▶ **CHALLENGE**:
Write out each of the records below word for word, keeping every line unchanged and in its original order.

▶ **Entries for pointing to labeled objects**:
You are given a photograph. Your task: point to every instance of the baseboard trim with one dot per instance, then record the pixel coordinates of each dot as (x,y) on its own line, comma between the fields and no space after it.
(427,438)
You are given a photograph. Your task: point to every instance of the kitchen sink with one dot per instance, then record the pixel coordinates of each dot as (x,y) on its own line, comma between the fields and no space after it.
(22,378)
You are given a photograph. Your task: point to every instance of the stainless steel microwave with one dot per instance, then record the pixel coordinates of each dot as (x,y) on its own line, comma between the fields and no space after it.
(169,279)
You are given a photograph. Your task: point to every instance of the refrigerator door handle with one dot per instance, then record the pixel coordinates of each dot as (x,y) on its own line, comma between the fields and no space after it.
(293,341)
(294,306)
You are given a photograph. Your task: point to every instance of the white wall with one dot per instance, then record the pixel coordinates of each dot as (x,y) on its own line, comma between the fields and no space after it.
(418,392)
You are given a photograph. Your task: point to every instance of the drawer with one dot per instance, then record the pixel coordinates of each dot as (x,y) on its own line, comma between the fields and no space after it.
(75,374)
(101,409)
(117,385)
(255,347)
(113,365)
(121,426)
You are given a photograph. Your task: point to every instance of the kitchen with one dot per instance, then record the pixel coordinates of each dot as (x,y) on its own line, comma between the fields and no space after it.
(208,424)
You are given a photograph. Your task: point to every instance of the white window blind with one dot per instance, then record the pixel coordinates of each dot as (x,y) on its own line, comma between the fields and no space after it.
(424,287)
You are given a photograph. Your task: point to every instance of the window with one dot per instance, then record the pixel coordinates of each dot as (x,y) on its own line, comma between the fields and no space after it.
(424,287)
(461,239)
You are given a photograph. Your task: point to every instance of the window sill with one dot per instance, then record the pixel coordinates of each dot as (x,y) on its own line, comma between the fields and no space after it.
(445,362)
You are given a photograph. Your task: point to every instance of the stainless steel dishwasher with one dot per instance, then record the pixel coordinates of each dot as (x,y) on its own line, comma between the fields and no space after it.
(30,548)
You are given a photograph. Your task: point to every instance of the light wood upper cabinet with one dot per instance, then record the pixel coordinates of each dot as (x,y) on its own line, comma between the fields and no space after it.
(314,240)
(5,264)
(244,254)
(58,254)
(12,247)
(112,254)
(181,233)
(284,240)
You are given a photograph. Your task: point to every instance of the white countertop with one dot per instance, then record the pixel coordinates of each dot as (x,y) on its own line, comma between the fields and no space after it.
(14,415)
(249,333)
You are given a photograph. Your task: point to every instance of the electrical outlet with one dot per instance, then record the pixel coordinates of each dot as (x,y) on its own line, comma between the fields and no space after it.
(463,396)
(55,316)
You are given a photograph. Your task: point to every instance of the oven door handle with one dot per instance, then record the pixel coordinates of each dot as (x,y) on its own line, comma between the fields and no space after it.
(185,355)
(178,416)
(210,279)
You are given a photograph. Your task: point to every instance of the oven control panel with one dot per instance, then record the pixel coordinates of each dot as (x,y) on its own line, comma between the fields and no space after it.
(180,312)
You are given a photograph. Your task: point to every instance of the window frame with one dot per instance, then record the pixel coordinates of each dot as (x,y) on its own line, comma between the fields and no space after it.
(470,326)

▶ **SOLUTION FOR THIS EXERCISE**:
You are given a photograph. Your task: point to every instance of the baseboard trim with one dot per instance, then record the pixel coordinates of each dot as (x,y) on its own line, comma between the fields and no space after it.
(427,438)
You are given a photograph. Your task: point to every instance of the kitchen sink with one dot per instance, then record the pixel coordinates of each dot as (x,y) on its own line, comma between the fields and no space after it.
(22,378)
You are given a photograph. Your task: point to every instance of the stainless steel microwave with one dot per instance, then record the pixel coordinates of each dot as (x,y) on its own line, comma between the fields and no space after it.
(169,279)
You are given a photograph. Your task: point to every instance of the refrigerator door handle with one dot per instance, then record the pixel coordinates of each dot as (x,y) on its own line, comma between the fields and no space after it.
(293,341)
(294,306)
You are given a photograph. Your task: point to every instance of the white wall with one dot per instance, then record the pixel coordinates of each dot as (x,y) on its own line, comma between the fields and no space after it.
(418,392)
You are given a photograph. Your task: point to every instance of the drawer with one dot per instance, then record the pixel coordinates of each dot as (x,y) on its own line, comma between the fields and no space after it.
(75,374)
(101,409)
(117,385)
(255,347)
(113,365)
(121,426)
You are given a photograph. Your task: point to every instance of the kitchen with one dot per instance, then record the pixel coordinates of each dot as (x,y) on its own line, comma between the fields and no space after it.
(208,424)
You are given a photograph. Your task: point to every instance of the white window blind with one dot per instance, then record the pixel coordinates of each dot as (x,y) on its own line, comma between the fields and no space after it.
(424,287)
You are given a photograph. Your task: point to every instance of the window with one dot per instance, then record the pixel coordinates of each dot as (x,y) on its own line, comma between the fields and no space after it.
(424,287)
(461,239)
You are given a photograph. Your task: point to every instance of the window sill with one dot per instance, then record the pixel coordinates of each dot as (x,y) on its own line, comma between the fields and no space after it.
(445,362)
You are given a photograph. Your task: point to every instance of the stainless steel dishwasher with one dot per instance, then record the pixel coordinates of each dot as (x,y) on its own line, comma between the fields and no space after it.
(30,548)
You are given a photograph. Your task: point to every instance of the light wood upper cabinet with one dot per instance, then record the pixel coordinates of each dot as (x,y) on its own line, comma between the fields and no space after it.
(314,240)
(5,264)
(244,254)
(58,254)
(12,247)
(112,254)
(181,233)
(284,240)
You are given a photograph. Your task: point to every instance of the white countertop with one dot per instance, then record the pixel coordinates of each dot as (x,y) on its own line, comma between the fields and no space after it.
(14,415)
(249,333)
You are given a photograph. Your task: point to every instance of the electrical outlet with one dot per instance, then record the pixel coordinates of each dot as (x,y) on its own line, comma between the fields and no space after it.
(463,396)
(55,316)
You are given a photograph. Your task: point to every instance of the oven door handle with one dot per instance, then record the pixel coordinates of each dot as (x,y) on its own line, comma between the fields and no space after it.
(185,355)
(178,416)
(210,279)
You are given a photograph. Your task: point to every instance of the oven control panel with one dot per instance, then record the pixel coordinates of each dot as (x,y) on its own line, comma between the fields and no space after it.
(180,312)
You are given a photograph. Your task: point to every instance of the window frame with one dot per instance, then record the pixel coordinates of each dot as (x,y) on its own line, comma between the fields and no space after it.
(470,326)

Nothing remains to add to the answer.